## Task directions
Condense the paragraph of the Park Ki-hyuck profile below that begins "Though predominantly known" into a short bulleted list that keeps its main facts.

## Selected text
* START *

KT Wiz – No. 76
- Shortstop
- Born: June 4, 1981 (age 45)
- Batted: RightThrew: Right

KBO debut
- April 11, 2000, for the Lotte Giants

Last appearance
- October 13, 2018, for the KT Wiz

KBO statistics
- Batting average: .244
- Home runs: 22
- RBI: 337
- Stats at Baseball Reference

Teams
- As player Lotte Giants (2000–2014); KT Wiz (2015–2018); As coach KT Wiz (2019–present);

Career highlights and awards
- KBO League Golden Glove Award (2008);

= Park Ki-hyuck =

South Korean baseball player (born 1981)

Park Ki-hyuck (born June 4, 1981, in Daegu, South Korea) is a retired South Korean shortstop. He was considered one of the top defensive shortstops (along with Park Jin-man) in the KBO League.

==Amateur career==

Park attended Daegu Commerce High School in Daegu, South Korea. In 1999, he was named in South Korea national junior team's roster for the 1999 World Junior Baseball Championship. There Park led the attack alongside Choo Shin-soo and Jeong Keun-woo.

=== Notable international careers===

| Year | Venue | Competition | Team | Individual Note |
|---|---|---|---|---|
| 1999 | Chinese Taipei | World Junior Baseball Championship | 5th |  |

== Professional career==

Park made his pro debut in 2000, drafted by the Lotte Giants in the 2nd round (2nd pick) of the 2000 KBO draft. He had several mediocre seasons, but earned a starting position in the Giants' infield in the 2003 season, playing in 95 games.

Park participated in the 2006 KBO All-Star Game and 2006 Asian Games.

Though predominantly known as a light-hitting defensive infielder, Park had his most offensively productive season in 2008, when he hit .291 and posted career-highs in RBI (36), runs (47) and hits (102). After the end of the 2008 season, he won his first Golden Glove Award at shortstop.

* END *

(Data entries)

* START *

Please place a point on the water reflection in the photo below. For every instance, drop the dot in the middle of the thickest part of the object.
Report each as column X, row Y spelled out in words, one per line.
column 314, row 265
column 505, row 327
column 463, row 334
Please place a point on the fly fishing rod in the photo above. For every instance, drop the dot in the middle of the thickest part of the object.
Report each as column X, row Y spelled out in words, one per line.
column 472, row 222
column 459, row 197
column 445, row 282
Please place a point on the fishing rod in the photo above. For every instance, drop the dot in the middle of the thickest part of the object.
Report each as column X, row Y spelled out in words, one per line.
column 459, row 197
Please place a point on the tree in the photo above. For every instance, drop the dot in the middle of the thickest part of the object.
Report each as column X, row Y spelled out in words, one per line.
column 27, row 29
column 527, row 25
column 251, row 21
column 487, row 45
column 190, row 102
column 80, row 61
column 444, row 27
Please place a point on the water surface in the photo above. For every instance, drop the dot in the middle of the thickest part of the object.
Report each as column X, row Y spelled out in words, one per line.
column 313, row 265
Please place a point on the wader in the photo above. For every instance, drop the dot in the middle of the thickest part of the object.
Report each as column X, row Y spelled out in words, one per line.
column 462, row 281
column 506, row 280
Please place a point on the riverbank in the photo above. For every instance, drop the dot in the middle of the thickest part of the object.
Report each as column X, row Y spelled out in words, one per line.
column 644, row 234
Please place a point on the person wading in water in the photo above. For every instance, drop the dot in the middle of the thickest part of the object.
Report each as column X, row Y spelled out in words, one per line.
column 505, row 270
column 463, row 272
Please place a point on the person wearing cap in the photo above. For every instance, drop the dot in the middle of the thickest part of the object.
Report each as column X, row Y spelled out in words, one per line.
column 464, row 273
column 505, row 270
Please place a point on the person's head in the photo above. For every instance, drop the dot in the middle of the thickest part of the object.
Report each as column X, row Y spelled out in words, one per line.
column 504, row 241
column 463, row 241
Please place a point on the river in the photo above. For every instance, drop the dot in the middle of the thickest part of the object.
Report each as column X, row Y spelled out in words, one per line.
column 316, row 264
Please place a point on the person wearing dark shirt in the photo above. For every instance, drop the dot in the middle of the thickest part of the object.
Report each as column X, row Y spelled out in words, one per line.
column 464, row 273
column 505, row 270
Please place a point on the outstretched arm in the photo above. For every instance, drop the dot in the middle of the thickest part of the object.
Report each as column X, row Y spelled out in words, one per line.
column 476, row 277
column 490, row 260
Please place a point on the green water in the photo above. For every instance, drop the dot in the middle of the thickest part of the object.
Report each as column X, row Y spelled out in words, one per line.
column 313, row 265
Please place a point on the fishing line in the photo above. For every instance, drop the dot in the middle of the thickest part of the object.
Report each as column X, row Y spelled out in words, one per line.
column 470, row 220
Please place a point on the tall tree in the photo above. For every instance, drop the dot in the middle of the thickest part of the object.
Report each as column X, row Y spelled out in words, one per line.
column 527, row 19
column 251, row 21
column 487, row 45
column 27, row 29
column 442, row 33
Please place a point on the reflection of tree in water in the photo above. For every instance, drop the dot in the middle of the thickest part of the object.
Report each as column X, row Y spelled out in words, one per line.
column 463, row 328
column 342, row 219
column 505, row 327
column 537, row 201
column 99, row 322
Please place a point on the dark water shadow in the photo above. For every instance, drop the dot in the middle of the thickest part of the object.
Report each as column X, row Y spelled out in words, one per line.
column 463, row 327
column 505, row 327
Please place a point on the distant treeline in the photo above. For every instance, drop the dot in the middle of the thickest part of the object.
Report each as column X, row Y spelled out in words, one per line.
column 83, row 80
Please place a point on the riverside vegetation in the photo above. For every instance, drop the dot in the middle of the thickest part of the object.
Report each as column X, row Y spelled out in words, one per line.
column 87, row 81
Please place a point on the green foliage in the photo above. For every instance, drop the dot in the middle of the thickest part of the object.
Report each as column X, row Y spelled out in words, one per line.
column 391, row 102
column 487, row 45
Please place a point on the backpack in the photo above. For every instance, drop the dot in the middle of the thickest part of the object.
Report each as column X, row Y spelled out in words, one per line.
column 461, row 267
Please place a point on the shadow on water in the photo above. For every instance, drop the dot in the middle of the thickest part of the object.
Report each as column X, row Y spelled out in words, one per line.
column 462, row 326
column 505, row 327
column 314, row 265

* END *

## The response
- Known mainly as a light-hitting defensive infielder
- Most productive offensive season: 2008, when he hit .291
- Career highs that season: 36 RBI, 47 runs and 102 hits
- Won his first Golden Glove Award at shortstop after the 2008 season